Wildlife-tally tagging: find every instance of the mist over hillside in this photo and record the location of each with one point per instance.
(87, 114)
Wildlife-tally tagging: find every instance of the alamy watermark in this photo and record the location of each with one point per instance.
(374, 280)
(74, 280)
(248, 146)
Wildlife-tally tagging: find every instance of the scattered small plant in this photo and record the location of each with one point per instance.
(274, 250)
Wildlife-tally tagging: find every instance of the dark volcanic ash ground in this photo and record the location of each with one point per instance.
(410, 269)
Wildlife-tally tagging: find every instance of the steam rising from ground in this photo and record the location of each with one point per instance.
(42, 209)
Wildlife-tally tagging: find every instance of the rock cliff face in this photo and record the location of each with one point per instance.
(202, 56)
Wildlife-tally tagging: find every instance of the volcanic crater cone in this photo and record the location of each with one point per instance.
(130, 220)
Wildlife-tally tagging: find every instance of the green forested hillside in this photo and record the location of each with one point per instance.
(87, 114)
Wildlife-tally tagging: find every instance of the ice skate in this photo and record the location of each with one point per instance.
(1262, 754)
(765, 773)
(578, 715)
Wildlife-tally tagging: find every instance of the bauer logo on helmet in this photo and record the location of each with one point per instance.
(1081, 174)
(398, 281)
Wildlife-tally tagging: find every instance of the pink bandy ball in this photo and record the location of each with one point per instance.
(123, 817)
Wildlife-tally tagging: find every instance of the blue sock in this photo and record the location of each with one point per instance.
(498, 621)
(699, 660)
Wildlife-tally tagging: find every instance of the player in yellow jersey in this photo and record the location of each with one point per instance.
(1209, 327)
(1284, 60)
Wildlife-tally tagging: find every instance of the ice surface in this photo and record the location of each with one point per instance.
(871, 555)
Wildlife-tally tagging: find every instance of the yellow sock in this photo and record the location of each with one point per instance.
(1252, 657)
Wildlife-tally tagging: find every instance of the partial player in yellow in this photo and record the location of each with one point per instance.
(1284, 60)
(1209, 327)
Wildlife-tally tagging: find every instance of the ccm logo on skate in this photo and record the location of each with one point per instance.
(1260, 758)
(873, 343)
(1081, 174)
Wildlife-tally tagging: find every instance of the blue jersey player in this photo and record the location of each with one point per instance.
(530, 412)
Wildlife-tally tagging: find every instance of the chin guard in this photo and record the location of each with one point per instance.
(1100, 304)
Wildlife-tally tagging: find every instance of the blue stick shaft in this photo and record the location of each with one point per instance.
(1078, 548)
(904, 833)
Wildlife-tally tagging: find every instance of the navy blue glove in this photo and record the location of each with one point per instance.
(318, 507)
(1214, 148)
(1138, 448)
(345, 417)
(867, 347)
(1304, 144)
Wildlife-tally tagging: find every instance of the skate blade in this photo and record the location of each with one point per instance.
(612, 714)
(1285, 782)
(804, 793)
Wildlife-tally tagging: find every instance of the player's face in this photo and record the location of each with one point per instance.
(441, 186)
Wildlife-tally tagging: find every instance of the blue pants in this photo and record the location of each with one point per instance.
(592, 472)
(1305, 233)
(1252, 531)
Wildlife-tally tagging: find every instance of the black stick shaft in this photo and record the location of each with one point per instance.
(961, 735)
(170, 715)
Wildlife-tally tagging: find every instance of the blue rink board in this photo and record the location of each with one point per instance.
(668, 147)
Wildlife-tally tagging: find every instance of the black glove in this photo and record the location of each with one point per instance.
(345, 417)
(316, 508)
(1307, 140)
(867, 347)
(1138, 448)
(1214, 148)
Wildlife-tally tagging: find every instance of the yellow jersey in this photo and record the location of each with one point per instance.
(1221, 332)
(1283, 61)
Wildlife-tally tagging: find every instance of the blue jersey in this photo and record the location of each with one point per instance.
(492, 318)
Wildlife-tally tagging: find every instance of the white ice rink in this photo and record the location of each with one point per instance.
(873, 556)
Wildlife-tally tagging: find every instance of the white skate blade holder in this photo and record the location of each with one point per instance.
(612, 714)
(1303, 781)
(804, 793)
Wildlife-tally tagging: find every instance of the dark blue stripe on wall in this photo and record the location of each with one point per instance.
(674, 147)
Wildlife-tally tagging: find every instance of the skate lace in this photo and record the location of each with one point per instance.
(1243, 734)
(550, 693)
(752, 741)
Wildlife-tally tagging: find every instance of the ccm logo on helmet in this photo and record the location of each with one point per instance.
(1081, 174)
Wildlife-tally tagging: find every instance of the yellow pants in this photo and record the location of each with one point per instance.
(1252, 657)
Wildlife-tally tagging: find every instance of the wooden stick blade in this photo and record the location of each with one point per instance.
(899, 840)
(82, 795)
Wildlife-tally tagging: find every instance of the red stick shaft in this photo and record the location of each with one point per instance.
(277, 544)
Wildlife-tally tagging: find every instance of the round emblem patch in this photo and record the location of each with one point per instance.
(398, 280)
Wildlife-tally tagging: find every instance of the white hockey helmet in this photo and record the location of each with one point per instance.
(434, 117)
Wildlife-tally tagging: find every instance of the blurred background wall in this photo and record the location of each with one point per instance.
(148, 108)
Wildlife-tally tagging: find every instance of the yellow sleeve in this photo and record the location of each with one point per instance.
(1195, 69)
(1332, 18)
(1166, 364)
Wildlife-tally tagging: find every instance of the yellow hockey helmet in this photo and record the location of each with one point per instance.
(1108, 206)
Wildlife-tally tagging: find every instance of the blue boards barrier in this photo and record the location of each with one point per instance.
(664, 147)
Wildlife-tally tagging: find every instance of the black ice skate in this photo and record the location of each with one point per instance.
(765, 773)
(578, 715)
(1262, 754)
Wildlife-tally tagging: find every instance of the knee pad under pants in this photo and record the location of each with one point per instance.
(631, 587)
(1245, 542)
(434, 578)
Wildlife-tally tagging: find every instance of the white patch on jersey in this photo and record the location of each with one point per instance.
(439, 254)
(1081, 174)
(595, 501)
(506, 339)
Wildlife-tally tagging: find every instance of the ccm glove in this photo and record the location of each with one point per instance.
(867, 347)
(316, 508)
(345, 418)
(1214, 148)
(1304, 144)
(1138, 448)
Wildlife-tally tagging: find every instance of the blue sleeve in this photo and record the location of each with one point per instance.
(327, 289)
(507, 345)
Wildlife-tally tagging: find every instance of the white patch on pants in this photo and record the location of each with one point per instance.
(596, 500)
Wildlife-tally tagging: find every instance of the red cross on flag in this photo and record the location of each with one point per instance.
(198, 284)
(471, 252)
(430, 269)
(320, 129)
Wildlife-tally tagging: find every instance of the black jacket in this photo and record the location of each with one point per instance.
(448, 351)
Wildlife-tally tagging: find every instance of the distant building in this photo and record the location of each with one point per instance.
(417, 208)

* * * * * * *

— TASK STATEMENT —
In full and without edits, return the listing.

— EXERCISE RESPONSE —
Wildlife-tally tagging: find every instance of the mist over hillside in this photo and record the location of each with one point per instance.
(87, 114)
Wildlife-tally tagging: find every instance of the alamy watermark in this photo and record the location of each with one point per instance.
(374, 280)
(74, 280)
(248, 146)
Wildlife-tally tagging: find every instance of the scattered small plant in this photo and record the location of each with one point per instance.
(274, 250)
Wildlife-tally tagging: find every instance of the dark volcanic ash ground in this photo and record the location of each with one point per instance.
(410, 269)
Wildlife-tally tagging: find every instance of the steam rising from ground in this photo and record the location of each with one point per instance.
(42, 209)
Wildlife-tally tagging: find every instance of the rock cliff face in this photo and record the location of each with one point per instance.
(202, 56)
Wildlife-tally tagging: find every instance of the volcanic crater cone in this photo and record the location of each with one point per instance.
(130, 220)
Wildlife-tally tagging: find every instance of the green forested hillside in this photo and record the location of each with one point per instance.
(87, 114)
Wildlife-tally tagging: find every instance of the ice skate in this photo and record the location of each with one point per instance.
(1262, 754)
(765, 773)
(578, 715)
Wildlife-tally tagging: find every instance of the bauer logo on helmet in this photo and record the location of each with one point per instance.
(1081, 174)
(398, 281)
Wildlife-tally tagging: find every instance of the pink bandy ball in this photo and record the location of each with one point per instance.
(123, 817)
Wildlife-tally tagging: find every instance of the blue sock in this photo and record the location of each with one point per instance.
(498, 621)
(699, 660)
Wildlife-tally tagging: find every instance of the player in yellow jersey in this photo and record the location of each with one point per instance.
(1209, 327)
(1284, 60)
Wildlife-tally tagging: find every instance of the ice surface in this photo and record the location of each with one point per instance.
(871, 555)
Wildlife-tally tagging: find every instance of the yellow sock in this photo and record the location of each with one point per instance.
(1252, 657)
Wildlife-tally tagging: find every instance of the partial player in yellow in this photo and record the location of each with one point per instance.
(1284, 60)
(1209, 327)
Wildlife-tally tagging: find every instance of the ccm logo on skate in this photo and record the location of each with one point per instance.
(1260, 758)
(873, 343)
(1081, 174)
Wildlife-tally tagging: find every instance of the blue jersey player in this photo and record the location of each with one point per instance.
(530, 412)
Wildlife-tally tagging: find every instance of the chin guard in this photo and record the location of each with one point per instance.
(1100, 304)
Wildlife-tally tagging: find every instance of the blue stick shaft in this photo and record the location of each with one point per instance.
(1078, 548)
(904, 833)
Wildlife-tally tagging: find every instance of the navy blue glove in this photo and record the location of each with one point per instance.
(318, 507)
(1214, 148)
(1138, 448)
(345, 417)
(867, 347)
(1304, 144)
Wildlife-tally tagging: find every instance of the skate blade in this photo and record the location of each with one point per instance.
(612, 714)
(1285, 782)
(804, 793)
Wildlife-tally tagging: find every instance of the player's face in this photo and record the location of each with one point per instance.
(441, 186)
Wildlife-tally tagging: find every instance of the blue pants in this photo and record the location of each with one point per instance.
(592, 472)
(1305, 233)
(1252, 531)
Wildlife-tally tagging: find every instance of the black stick shaft in this photo and record the location of each with one point per instance.
(961, 735)
(170, 715)
Wildlife-tally tagging: find every instance of the blue rink board in this photo and record the location of each with one point per instance.
(668, 147)
Wildlife-tally tagging: find every instance of the black glove in this photo and record the location of each with one point per instance.
(345, 417)
(316, 508)
(1307, 140)
(867, 347)
(1138, 448)
(1214, 148)
Wildlife-tally tagging: find every instance of the yellow jersey in this photo and record the location of each with one point per instance.
(1221, 332)
(1283, 61)
Wildlife-tally tagging: find every instance of the blue jersey in this photo and record the location of each with one point per instance.
(492, 318)
Wildlife-tally tagging: find every instance of the white ice rink in this photo and record the location of each with one point per instance.
(873, 556)
Wildlife-tally tagging: find every instance of the white skate blade holder in this photo and record the location of each with one point per instance.
(612, 714)
(1303, 781)
(804, 793)
Wildlife-tally tagging: find every instance of the dark blue stripe on wall in this photo and record the location of each with one point per instance.
(674, 147)
Wildlife-tally tagging: find every instance of the skate lace in this photo and record the location of each with one point per instance.
(1243, 734)
(550, 693)
(752, 741)
Wildlife-tally tagging: find every instance of the ccm logo on helmet in this photo and record the location of each with one point per instance.
(1081, 174)
Wildlife-tally tagging: find every instance of the yellow pants in this photo and record the location of each with one point per instance.
(1252, 657)
Wildlife-tally tagging: find every instance of the wooden stick blade in this photo and record the location of each with one point per instance.
(899, 840)
(82, 795)
Wildlife-tally tagging: find every instance of the red stick shaft in this photo and record the location of each with one point per instance.
(277, 544)
Wildlife-tally tagging: find every instance of the round emblem patch in this photo and record the location of each with one point per instance.
(398, 280)
Wildlife-tally tagging: find every instance of the white hockey helmet in this photo and record the location of each with one point per instance.
(434, 117)
Wildlife-tally tagging: find every instance of the blurred background wall in this photo and record the location of each with one point per instance.
(148, 108)
Wildlife-tally tagging: find every instance of the yellow sleeve in this photo and record the location of each with one point per instance.
(1195, 69)
(1332, 18)
(1166, 364)
Wildlife-tally tagging: find every instance of the yellow hockey helmet in this photo and record the location of each with one point per instance.
(1108, 206)
Wildlife-tally tagging: find every instance of the blue boards barrier in this photo and record the location of each with one point per instance.
(664, 147)
Wildlife-tally tagging: find every instance of the black ice skate in this photo and record the location of each with one point per instance.
(765, 773)
(578, 715)
(1262, 754)
Wildlife-tally tagging: find every instance of the knee pad under pants in this photo and record the location of each with one point per instance.
(631, 587)
(1245, 542)
(434, 578)
Wildlife-tally tagging: find every instance of the white patch on jersey in this photo and record the location of each with one point per instance.
(439, 254)
(1081, 174)
(595, 501)
(506, 339)
Wildlife-tally tagging: find every instance of the ccm glove in this photo and record the location of each with one point per instance.
(867, 347)
(316, 508)
(345, 418)
(1214, 148)
(1304, 144)
(1138, 448)
Wildlife-tally tagging: find every instance of the blue sleeve in this photo and record the location of each with one point per instance.
(327, 289)
(507, 345)
Wildlife-tally tagging: find every instance of the white patch on pants in this photo and record the location of each with one point per instance.
(596, 500)
Wildlife-tally tagging: find every instance of the red cross on flag in this photo and record the location of each with one point per instance.
(198, 284)
(471, 252)
(430, 269)
(320, 129)
Wildlife-tally tagging: find every instance of the black jacket in this photo and record the location of each with one point per instance.
(448, 351)
Wildlife-tally tagging: find every instance of the distant building in this photo and record the location of each with one point per instance.
(417, 208)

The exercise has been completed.